[Region segmentation data]
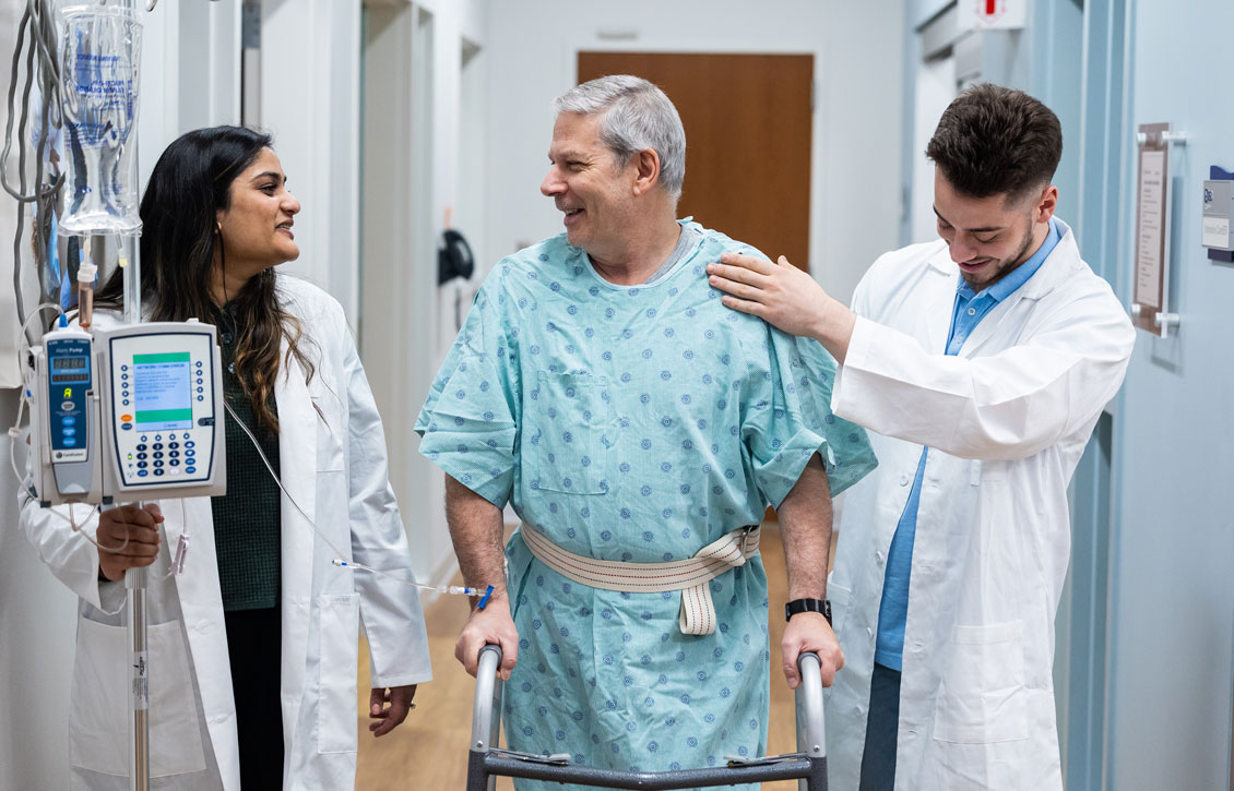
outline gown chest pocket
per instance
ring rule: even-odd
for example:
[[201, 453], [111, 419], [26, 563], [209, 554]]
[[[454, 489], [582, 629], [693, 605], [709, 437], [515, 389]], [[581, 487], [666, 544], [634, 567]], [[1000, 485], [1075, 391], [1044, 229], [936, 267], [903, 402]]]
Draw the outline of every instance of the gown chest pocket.
[[527, 409], [532, 488], [603, 494], [608, 424], [607, 379], [590, 373], [539, 371]]

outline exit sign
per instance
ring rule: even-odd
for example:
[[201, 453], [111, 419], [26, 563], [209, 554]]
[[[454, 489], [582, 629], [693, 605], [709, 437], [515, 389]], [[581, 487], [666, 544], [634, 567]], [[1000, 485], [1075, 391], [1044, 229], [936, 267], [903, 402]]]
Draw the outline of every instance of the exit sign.
[[1028, 17], [1028, 0], [960, 0], [960, 30], [1019, 30]]

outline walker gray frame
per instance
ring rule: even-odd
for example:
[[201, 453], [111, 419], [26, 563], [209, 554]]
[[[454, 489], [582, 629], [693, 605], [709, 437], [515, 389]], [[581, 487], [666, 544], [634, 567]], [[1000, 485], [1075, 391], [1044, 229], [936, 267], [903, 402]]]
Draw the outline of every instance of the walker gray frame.
[[527, 777], [574, 782], [605, 789], [697, 789], [739, 782], [797, 780], [800, 791], [827, 791], [827, 726], [823, 721], [823, 679], [818, 654], [797, 657], [797, 750], [766, 758], [729, 759], [727, 766], [674, 771], [616, 771], [571, 766], [570, 757], [533, 755], [497, 747], [501, 737], [501, 648], [480, 649], [475, 702], [471, 710], [471, 749], [468, 755], [466, 791], [494, 791], [497, 777]]

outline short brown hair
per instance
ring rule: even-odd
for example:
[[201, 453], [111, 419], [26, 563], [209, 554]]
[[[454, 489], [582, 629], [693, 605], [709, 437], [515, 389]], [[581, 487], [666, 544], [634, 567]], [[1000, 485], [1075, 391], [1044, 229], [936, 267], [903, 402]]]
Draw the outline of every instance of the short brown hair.
[[926, 155], [961, 195], [1017, 198], [1054, 179], [1062, 127], [1028, 94], [985, 83], [948, 106]]

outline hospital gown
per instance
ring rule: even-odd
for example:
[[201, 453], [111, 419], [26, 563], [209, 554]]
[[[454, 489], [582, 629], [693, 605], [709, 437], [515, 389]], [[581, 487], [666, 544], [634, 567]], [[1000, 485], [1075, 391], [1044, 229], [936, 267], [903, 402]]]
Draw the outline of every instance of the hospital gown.
[[[649, 286], [605, 281], [564, 235], [500, 261], [420, 414], [421, 452], [495, 505], [512, 501], [520, 530], [610, 561], [689, 558], [758, 525], [816, 452], [833, 494], [865, 476], [865, 432], [829, 410], [834, 361], [723, 307], [703, 267], [755, 251], [694, 228], [694, 250]], [[513, 749], [622, 771], [764, 753], [761, 558], [711, 582], [718, 627], [687, 636], [677, 591], [571, 582], [518, 532], [506, 551]]]

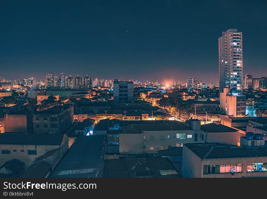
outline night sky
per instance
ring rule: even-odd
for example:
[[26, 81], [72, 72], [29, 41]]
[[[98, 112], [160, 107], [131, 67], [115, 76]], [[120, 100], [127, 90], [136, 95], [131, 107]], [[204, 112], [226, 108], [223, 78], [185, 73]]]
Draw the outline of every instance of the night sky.
[[267, 3], [257, 2], [2, 1], [0, 76], [217, 83], [230, 28], [243, 32], [244, 74], [266, 76]]

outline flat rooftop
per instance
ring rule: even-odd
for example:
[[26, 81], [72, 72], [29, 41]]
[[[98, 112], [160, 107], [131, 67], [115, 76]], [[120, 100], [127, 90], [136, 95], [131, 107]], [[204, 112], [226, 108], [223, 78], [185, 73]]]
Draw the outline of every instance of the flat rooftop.
[[76, 139], [50, 177], [101, 177], [106, 138], [104, 135], [82, 136]]
[[0, 133], [0, 144], [60, 145], [65, 134]]
[[233, 132], [238, 130], [222, 124], [217, 124], [215, 123], [210, 123], [204, 124], [200, 126], [201, 130], [204, 132], [208, 133]]
[[267, 146], [240, 147], [218, 143], [184, 145], [202, 159], [267, 157]]

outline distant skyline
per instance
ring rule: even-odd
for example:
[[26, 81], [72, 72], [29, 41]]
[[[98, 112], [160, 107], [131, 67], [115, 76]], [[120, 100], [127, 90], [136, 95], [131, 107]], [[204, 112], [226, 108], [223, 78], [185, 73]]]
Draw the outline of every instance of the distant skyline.
[[243, 33], [243, 74], [267, 76], [263, 2], [6, 1], [0, 76], [218, 83], [218, 38], [229, 29]]

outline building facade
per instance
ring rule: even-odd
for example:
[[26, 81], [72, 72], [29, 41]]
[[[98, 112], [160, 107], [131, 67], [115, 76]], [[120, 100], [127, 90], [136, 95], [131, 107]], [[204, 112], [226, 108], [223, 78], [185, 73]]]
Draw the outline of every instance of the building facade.
[[243, 45], [242, 32], [229, 29], [219, 38], [220, 91], [228, 86], [241, 94], [243, 88]]

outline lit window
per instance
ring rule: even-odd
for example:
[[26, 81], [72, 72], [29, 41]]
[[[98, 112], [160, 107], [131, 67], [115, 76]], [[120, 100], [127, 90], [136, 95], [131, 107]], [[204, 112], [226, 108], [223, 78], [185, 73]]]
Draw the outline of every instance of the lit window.
[[247, 172], [267, 171], [267, 163], [248, 163], [247, 170]]

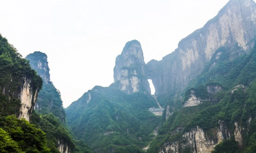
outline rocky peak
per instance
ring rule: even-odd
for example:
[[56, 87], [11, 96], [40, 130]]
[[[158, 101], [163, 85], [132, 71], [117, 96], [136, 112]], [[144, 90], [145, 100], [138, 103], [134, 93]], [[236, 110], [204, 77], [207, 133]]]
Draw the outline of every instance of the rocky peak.
[[35, 52], [25, 58], [30, 61], [31, 68], [42, 78], [44, 83], [50, 82], [50, 69], [47, 61], [47, 55], [40, 52]]
[[255, 35], [255, 2], [230, 1], [203, 28], [181, 40], [175, 52], [161, 61], [147, 64], [148, 78], [152, 80], [156, 94], [184, 89], [202, 72], [218, 49], [236, 46], [247, 51], [253, 47]]
[[146, 72], [140, 43], [136, 40], [127, 42], [116, 59], [115, 82], [119, 83], [120, 90], [129, 94], [140, 91], [150, 94]]

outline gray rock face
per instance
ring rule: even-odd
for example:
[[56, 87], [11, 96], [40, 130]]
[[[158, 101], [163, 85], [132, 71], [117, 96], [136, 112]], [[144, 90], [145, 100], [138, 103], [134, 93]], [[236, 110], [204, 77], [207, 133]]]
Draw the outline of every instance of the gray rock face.
[[203, 70], [221, 47], [252, 47], [256, 34], [256, 4], [253, 0], [231, 0], [201, 29], [183, 39], [173, 53], [147, 63], [148, 78], [156, 94], [175, 92]]
[[120, 89], [129, 94], [139, 91], [150, 94], [146, 72], [140, 43], [136, 40], [129, 41], [116, 59], [115, 82], [119, 83]]
[[29, 60], [31, 68], [42, 78], [44, 83], [50, 82], [50, 69], [47, 61], [47, 55], [40, 52], [35, 52], [26, 58]]

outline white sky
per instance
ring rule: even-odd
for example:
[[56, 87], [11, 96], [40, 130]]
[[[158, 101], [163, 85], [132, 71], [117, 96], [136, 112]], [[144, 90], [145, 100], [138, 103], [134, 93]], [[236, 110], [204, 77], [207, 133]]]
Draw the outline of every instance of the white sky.
[[26, 57], [46, 53], [65, 107], [114, 81], [125, 43], [140, 42], [145, 62], [161, 60], [228, 0], [0, 0], [0, 33]]

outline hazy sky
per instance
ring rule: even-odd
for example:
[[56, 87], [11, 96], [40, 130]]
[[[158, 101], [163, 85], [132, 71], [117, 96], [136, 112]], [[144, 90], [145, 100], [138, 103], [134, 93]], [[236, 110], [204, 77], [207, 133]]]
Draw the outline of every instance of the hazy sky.
[[114, 81], [125, 43], [140, 42], [145, 62], [161, 60], [228, 0], [0, 0], [0, 33], [26, 57], [48, 56], [64, 107]]

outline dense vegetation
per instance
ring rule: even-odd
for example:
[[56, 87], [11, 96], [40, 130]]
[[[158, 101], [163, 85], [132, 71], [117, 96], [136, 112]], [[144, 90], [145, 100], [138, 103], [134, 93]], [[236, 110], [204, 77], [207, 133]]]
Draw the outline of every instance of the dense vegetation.
[[0, 34], [0, 115], [18, 115], [18, 97], [25, 78], [31, 81], [33, 95], [41, 88], [42, 79], [29, 62]]
[[85, 93], [67, 108], [68, 122], [95, 152], [142, 152], [160, 120], [148, 111], [157, 104], [150, 95], [127, 94], [116, 85]]
[[59, 152], [57, 148], [62, 143], [71, 152], [90, 152], [88, 146], [82, 141], [76, 140], [67, 126], [60, 93], [50, 80], [47, 55], [35, 52], [28, 55], [26, 59], [43, 78], [44, 84], [38, 93], [31, 123], [46, 133], [47, 146], [51, 151]]
[[[182, 135], [196, 126], [202, 128], [208, 138], [217, 142], [213, 131], [221, 120], [233, 134], [234, 122], [248, 129], [249, 133], [243, 135], [245, 143], [239, 151], [255, 152], [254, 121], [248, 124], [249, 119], [256, 117], [255, 59], [255, 48], [248, 54], [241, 54], [238, 48], [221, 48], [217, 50], [205, 70], [188, 84], [186, 92], [181, 94], [186, 101], [193, 90], [197, 97], [207, 100], [198, 106], [176, 109], [163, 122], [159, 130], [159, 136], [151, 143], [148, 152], [157, 152], [165, 142], [182, 141]], [[242, 85], [234, 88], [239, 84], [246, 88]], [[209, 93], [206, 89], [208, 85], [221, 86], [223, 90], [214, 94]], [[174, 101], [174, 99], [168, 100], [166, 104], [175, 105]], [[232, 139], [217, 145], [212, 152], [237, 152], [239, 147]], [[180, 151], [185, 152], [184, 149]]]
[[39, 114], [52, 113], [61, 121], [66, 121], [66, 113], [62, 106], [60, 93], [50, 80], [50, 69], [47, 55], [40, 52], [35, 52], [26, 57], [29, 60], [31, 68], [43, 78], [42, 90], [38, 93], [35, 110]]
[[46, 134], [13, 115], [0, 118], [0, 140], [1, 152], [50, 152]]

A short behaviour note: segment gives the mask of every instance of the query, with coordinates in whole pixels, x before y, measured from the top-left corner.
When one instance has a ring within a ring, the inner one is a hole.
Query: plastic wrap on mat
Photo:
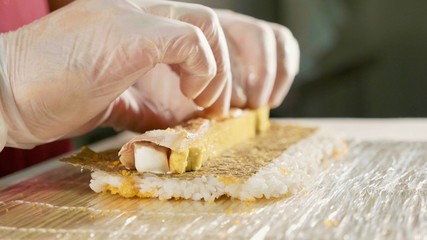
[[[215,202],[95,194],[65,166],[0,192],[0,239],[425,239],[427,143],[350,142],[285,199]]]

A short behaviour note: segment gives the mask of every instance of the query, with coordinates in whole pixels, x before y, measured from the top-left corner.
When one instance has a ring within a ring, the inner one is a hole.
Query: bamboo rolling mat
[[[96,194],[64,166],[0,191],[0,239],[425,239],[427,143],[350,142],[285,199],[215,202]]]

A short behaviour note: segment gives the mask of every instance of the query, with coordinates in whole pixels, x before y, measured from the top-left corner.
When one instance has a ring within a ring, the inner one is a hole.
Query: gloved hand
[[[129,87],[158,63],[179,74],[179,87],[194,104],[227,113],[228,50],[209,8],[80,0],[0,35],[0,128],[3,118],[6,145],[32,147],[101,123],[146,130],[144,123],[162,112],[147,108]],[[123,111],[126,123],[117,118]]]
[[[299,68],[299,47],[292,33],[279,24],[228,10],[217,10],[217,13],[231,50],[232,106],[279,106]],[[134,98],[147,104],[146,109],[152,109],[154,113],[156,109],[162,109],[161,115],[153,116],[157,124],[151,127],[163,128],[166,123],[174,125],[200,112],[181,92],[174,91],[178,86],[179,76],[169,66],[158,64],[133,87]],[[165,90],[162,96],[156,96],[155,89],[159,87]],[[125,112],[115,115],[114,122],[128,126]]]
[[[279,106],[299,71],[299,46],[279,24],[216,10],[231,57],[231,106]]]

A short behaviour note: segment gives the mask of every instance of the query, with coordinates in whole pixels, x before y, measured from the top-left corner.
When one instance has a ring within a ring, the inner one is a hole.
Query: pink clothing
[[[48,13],[46,0],[0,0],[0,33],[16,30]]]

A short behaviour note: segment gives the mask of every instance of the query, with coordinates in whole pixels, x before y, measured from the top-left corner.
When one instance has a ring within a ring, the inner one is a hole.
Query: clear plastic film
[[[427,142],[356,142],[284,199],[215,202],[95,194],[71,166],[0,192],[0,238],[425,239]]]

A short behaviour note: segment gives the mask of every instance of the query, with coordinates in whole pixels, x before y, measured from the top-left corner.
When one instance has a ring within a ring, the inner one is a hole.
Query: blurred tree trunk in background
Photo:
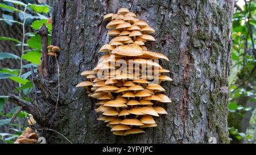
[[[97,121],[96,100],[75,86],[84,81],[80,73],[92,69],[101,47],[111,39],[103,16],[121,7],[135,12],[156,30],[156,41],[148,50],[167,55],[161,61],[174,81],[163,82],[172,103],[163,104],[168,115],[156,118],[158,127],[144,134],[117,136]],[[42,127],[57,131],[75,143],[229,143],[227,124],[228,77],[232,44],[233,1],[54,1],[52,44],[61,47],[56,68],[49,81],[51,92],[39,107],[42,116],[30,111]],[[50,143],[68,142],[55,132],[42,132]]]

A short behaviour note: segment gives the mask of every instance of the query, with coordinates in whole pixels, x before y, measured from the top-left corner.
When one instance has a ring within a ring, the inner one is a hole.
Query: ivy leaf
[[[26,5],[25,3],[24,3],[23,2],[20,2],[20,1],[18,1],[3,0],[3,1],[7,2],[11,2],[11,3],[13,3],[14,4],[18,5],[20,5],[20,6],[26,6]]]
[[[49,10],[49,6],[47,5],[31,5],[28,7],[38,13],[44,12],[47,14]]]
[[[21,43],[21,42],[19,40],[17,40],[16,39],[12,38],[12,37],[9,37],[0,36],[0,40],[11,40],[11,41],[15,41],[15,42],[18,43]]]
[[[20,59],[20,58],[14,54],[7,52],[0,52],[0,60],[3,60],[4,58],[15,58]]]
[[[19,77],[9,77],[9,78],[22,85],[25,85],[27,82],[30,82],[28,79],[23,79],[22,78]]]
[[[22,11],[21,10],[20,10],[19,9],[15,9],[14,7],[10,6],[7,6],[7,5],[4,5],[4,4],[1,4],[0,3],[0,7],[6,9],[8,9],[8,10],[12,10],[12,11],[16,11],[16,12],[20,12],[20,13],[22,12]]]
[[[40,64],[41,52],[39,51],[30,52],[22,56],[22,58],[36,65]]]
[[[4,125],[5,124],[8,124],[10,123],[11,119],[6,119],[0,120],[0,126]]]

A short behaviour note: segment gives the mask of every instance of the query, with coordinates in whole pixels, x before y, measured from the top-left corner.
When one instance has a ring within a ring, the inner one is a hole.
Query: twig
[[[69,142],[71,144],[73,144],[70,140],[69,140],[66,137],[65,137],[64,135],[63,135],[63,134],[60,133],[60,132],[57,132],[57,131],[55,131],[54,129],[46,129],[46,130],[48,130],[48,131],[53,131],[55,132],[56,133],[58,133],[59,135],[61,135],[61,136],[63,136],[65,139],[66,139],[67,141],[68,141],[68,142]]]

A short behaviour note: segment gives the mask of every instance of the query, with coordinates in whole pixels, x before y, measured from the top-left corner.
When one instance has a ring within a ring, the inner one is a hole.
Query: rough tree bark
[[[168,56],[170,62],[161,63],[171,71],[169,76],[174,79],[163,82],[172,100],[163,106],[168,114],[157,118],[158,126],[147,129],[146,133],[125,137],[113,135],[97,121],[96,100],[75,87],[84,80],[81,72],[94,68],[100,47],[110,39],[103,16],[121,7],[136,12],[156,30],[156,41],[147,47]],[[227,86],[233,8],[232,0],[54,1],[52,42],[61,49],[59,103],[55,113],[55,67],[49,81],[34,81],[48,90],[39,94],[42,116],[36,111],[30,112],[42,129],[56,130],[75,143],[207,143],[210,137],[229,143]],[[48,143],[68,143],[52,131],[42,133]]]

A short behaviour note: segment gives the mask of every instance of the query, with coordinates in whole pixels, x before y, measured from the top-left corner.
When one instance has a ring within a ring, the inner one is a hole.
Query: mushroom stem
[[[111,93],[110,91],[108,91],[108,94],[109,95],[109,97],[112,99],[114,99],[114,97],[112,95],[112,94]]]

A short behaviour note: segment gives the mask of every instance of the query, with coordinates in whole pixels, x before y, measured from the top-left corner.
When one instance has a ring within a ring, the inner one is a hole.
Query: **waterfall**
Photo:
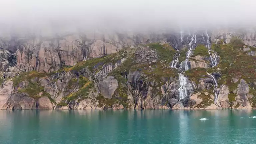
[[[187,54],[186,56],[186,60],[185,60],[185,61],[184,62],[184,65],[185,66],[185,71],[187,71],[189,69],[189,68],[188,67],[188,63],[189,62],[189,58],[190,57],[190,56],[191,56],[191,55],[192,54],[192,50],[193,49],[193,46],[192,46],[192,44],[193,44],[193,42],[194,42],[194,45],[195,45],[196,43],[196,35],[195,34],[195,35],[192,35],[192,36],[191,35],[190,35],[191,36],[191,41],[190,41],[189,43],[189,49],[188,50],[188,51],[187,52]],[[194,39],[194,38],[195,37],[195,39]],[[188,41],[188,37],[187,38]],[[181,66],[180,66],[180,70],[181,70],[182,69],[182,64],[183,63],[183,61],[181,62]]]
[[[218,83],[217,83],[217,81],[216,81],[216,79],[215,79],[215,77],[212,75],[208,73],[208,72],[206,72],[206,73],[207,73],[207,74],[208,75],[210,76],[212,78],[212,79],[214,81],[215,85],[214,85],[214,90],[213,91],[213,92],[214,93],[214,103],[216,104],[216,101],[217,100],[217,99],[218,98],[218,92],[217,92],[217,89],[218,89]]]
[[[203,40],[204,41],[205,41],[204,40],[204,35],[203,35],[203,33],[202,33],[202,37],[203,37]]]
[[[180,85],[181,86],[179,88],[180,92],[180,100],[186,97],[188,95],[186,86],[187,85],[187,78],[184,76],[182,73],[179,75],[179,80]]]
[[[181,42],[183,41],[183,36],[182,31],[180,32],[180,38],[181,40]],[[189,38],[191,37],[190,39],[190,41],[189,41]],[[191,90],[193,90],[193,87],[190,83],[190,82],[187,79],[187,78],[184,76],[183,74],[182,67],[183,65],[185,66],[185,70],[187,71],[189,70],[189,58],[192,54],[192,51],[194,47],[196,46],[196,35],[195,34],[193,34],[192,35],[189,35],[187,38],[187,41],[188,42],[189,48],[188,51],[186,54],[186,59],[185,61],[182,61],[180,63],[180,67],[178,69],[180,73],[179,75],[179,81],[180,87],[179,88],[178,90],[179,92],[179,100],[181,100],[185,98],[186,97],[189,95],[189,93]],[[180,51],[178,49],[177,44],[176,44],[176,46],[175,49],[177,52],[175,54],[175,56],[171,62],[171,67],[174,68],[178,69],[176,67],[177,63],[179,62],[179,57],[180,55]]]
[[[175,54],[175,57],[172,60],[172,64],[171,65],[171,67],[175,68],[176,69],[177,69],[177,68],[176,67],[176,65],[177,65],[177,63],[179,62],[179,57],[180,56],[180,51],[177,48],[177,47],[178,45],[177,44],[176,44],[176,46],[174,48],[174,49],[177,51],[178,52],[177,52],[177,53],[176,53]]]
[[[212,63],[212,67],[215,67],[217,65],[217,61],[216,59],[217,58],[217,55],[215,53],[215,52],[211,49],[211,43],[209,41],[209,36],[208,35],[207,31],[206,32],[206,35],[207,35],[207,44],[206,46],[208,49],[208,53],[209,53],[209,55],[210,55],[210,57],[211,59],[211,62]],[[213,53],[211,54],[211,51],[213,52]]]
[[[182,70],[182,65],[183,65],[183,63],[184,63],[184,61],[182,61],[181,62],[181,63],[180,63],[180,67],[179,68],[179,69],[181,71]]]

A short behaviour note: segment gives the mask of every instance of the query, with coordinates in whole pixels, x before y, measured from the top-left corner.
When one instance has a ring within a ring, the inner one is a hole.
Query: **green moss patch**
[[[44,87],[39,86],[36,82],[30,82],[27,87],[23,89],[18,90],[18,93],[26,93],[29,95],[29,97],[34,99],[37,99],[43,96],[47,96],[51,97],[51,95],[49,93],[45,92]],[[41,96],[38,95],[40,92],[43,93]],[[51,98],[51,99],[52,99]]]
[[[184,61],[186,60],[186,56],[187,51],[188,50],[187,49],[181,50],[180,51],[180,56],[179,57],[179,61],[180,62],[181,62],[182,61]]]
[[[118,52],[111,54],[102,57],[94,58],[85,61],[79,62],[74,66],[64,69],[66,71],[71,70],[79,71],[85,67],[88,67],[91,71],[97,71],[102,67],[104,64],[107,63],[115,63],[126,56],[126,49],[123,49]],[[95,66],[97,65],[98,67]]]
[[[203,77],[203,75],[206,75],[206,70],[203,68],[197,68],[190,69],[185,72],[185,74],[189,79],[197,84],[199,79]]]
[[[49,75],[49,74],[47,73],[40,72],[35,71],[31,71],[20,74],[16,76],[13,78],[13,85],[17,86],[19,83],[23,81],[29,81],[30,80],[35,78],[44,77]]]

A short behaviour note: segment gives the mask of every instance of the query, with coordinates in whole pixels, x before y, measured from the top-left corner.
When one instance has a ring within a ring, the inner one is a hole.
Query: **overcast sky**
[[[255,0],[0,0],[0,31],[253,25]]]

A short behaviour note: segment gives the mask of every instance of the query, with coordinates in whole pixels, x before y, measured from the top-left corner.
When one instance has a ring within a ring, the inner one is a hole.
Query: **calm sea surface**
[[[254,115],[251,110],[2,110],[0,144],[255,144]]]

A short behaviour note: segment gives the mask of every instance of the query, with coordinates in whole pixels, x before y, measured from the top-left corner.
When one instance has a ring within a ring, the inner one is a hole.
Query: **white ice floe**
[[[208,120],[209,119],[207,119],[207,118],[202,118],[200,119],[199,119],[200,120]]]

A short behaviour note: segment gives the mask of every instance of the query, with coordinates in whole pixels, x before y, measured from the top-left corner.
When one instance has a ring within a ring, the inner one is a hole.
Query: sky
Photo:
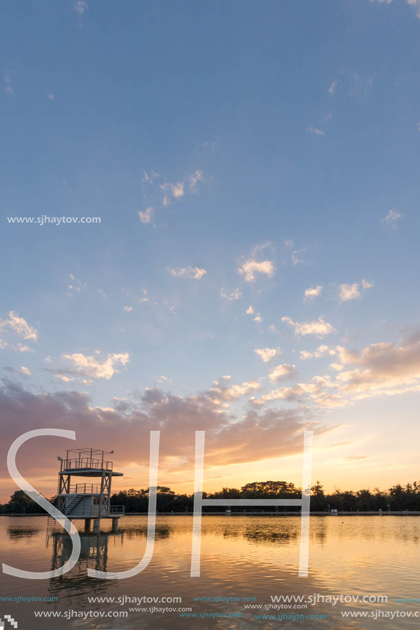
[[[1,12],[0,499],[49,427],[47,495],[76,446],[146,487],[156,429],[177,492],[196,430],[208,491],[305,429],[328,491],[418,479],[419,0]]]

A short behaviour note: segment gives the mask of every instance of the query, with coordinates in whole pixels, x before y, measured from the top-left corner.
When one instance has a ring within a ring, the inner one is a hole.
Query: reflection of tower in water
[[[71,597],[72,595],[103,593],[110,582],[107,580],[92,579],[87,575],[88,566],[96,571],[107,571],[108,548],[122,546],[124,532],[91,534],[79,532],[80,537],[80,554],[76,565],[68,573],[52,578],[49,581],[48,592],[54,596],[59,595]],[[47,537],[47,546],[51,545],[51,570],[63,566],[71,554],[71,538],[66,533],[51,532]]]

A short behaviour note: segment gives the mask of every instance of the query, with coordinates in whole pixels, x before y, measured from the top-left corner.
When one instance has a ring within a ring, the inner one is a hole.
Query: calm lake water
[[[153,557],[148,567],[126,580],[89,578],[87,567],[122,571],[135,566],[146,546],[147,517],[126,517],[119,531],[102,521],[99,535],[80,533],[78,563],[52,580],[23,580],[1,574],[1,597],[56,597],[56,602],[0,601],[2,617],[9,614],[19,630],[32,628],[255,629],[419,627],[420,617],[345,618],[342,611],[420,611],[420,603],[397,603],[395,598],[420,598],[420,517],[311,517],[309,575],[298,577],[300,520],[296,517],[203,517],[201,575],[190,576],[192,519],[157,517]],[[80,528],[82,524],[80,524]],[[68,558],[71,543],[59,527],[47,530],[44,517],[0,518],[0,558],[16,568],[47,571]],[[244,605],[272,603],[270,596],[386,595],[388,603],[310,605],[305,609],[246,609]],[[142,603],[138,607],[190,608],[193,613],[241,613],[237,618],[181,618],[131,611],[126,618],[72,620],[37,618],[34,611],[121,611],[135,604],[91,603],[94,596],[181,597],[181,603]],[[197,602],[195,597],[256,598],[254,602]],[[327,619],[272,620],[256,614],[326,615]]]

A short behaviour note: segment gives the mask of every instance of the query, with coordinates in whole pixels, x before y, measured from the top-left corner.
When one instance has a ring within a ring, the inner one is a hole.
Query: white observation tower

• Aim of the task: Starting at the beginning of the material and ending with the line that contains "791], [497, 777]]", reproduce every line with each coordinate in the answer outlines offset by 21. Leave the pictures out.

• Task answer:
outline gown chest pocket
per instance
ring rule: even-odd
for example:
[[201, 453], [111, 419], [26, 563], [209, 554]]
[[[454, 489], [582, 629], [693, 605], [709, 437], [515, 389]], [[581, 487], [666, 544], [634, 567]], [[1000, 485], [1075, 391], [1044, 229], [936, 267], [903, 402]]]
Draw the outline of every instance of the gown chest pocket.
[[548, 430], [553, 509], [624, 515], [629, 445], [628, 400], [611, 394], [560, 392]]

outline exit sign
per instance
ring rule: even-odd
for example:
[[201, 453], [111, 419], [26, 563], [209, 554]]
[[[454, 489], [582, 629], [693, 605], [709, 437], [515, 389]], [[581, 487], [666, 544], [634, 567]], [[1000, 485], [1075, 391], [1044, 229], [936, 267], [903, 402]]]
Draw the outline of every instance of the exit sign.
[[1049, 38], [1049, 21], [981, 21], [981, 51], [1040, 51]]

outline walker gray frame
per instance
ring rule: even-odd
for example:
[[201, 453], [111, 419], [26, 563], [209, 554]]
[[[454, 489], [582, 629], [693, 605], [709, 437], [515, 389]], [[581, 487], [666, 544], [634, 567]], [[1000, 485], [1075, 391], [1044, 229], [936, 267], [903, 402]]]
Draw the outline of every instance of the walker gray frame.
[[548, 798], [595, 803], [626, 810], [718, 810], [760, 803], [818, 801], [821, 812], [848, 812], [848, 747], [844, 742], [844, 700], [839, 675], [818, 678], [818, 771], [787, 779], [750, 780], [748, 787], [695, 792], [637, 792], [592, 787], [591, 778], [554, 776], [518, 768], [522, 758], [522, 669], [501, 670], [496, 723], [492, 731], [492, 770], [489, 776], [487, 812], [515, 812], [518, 798]]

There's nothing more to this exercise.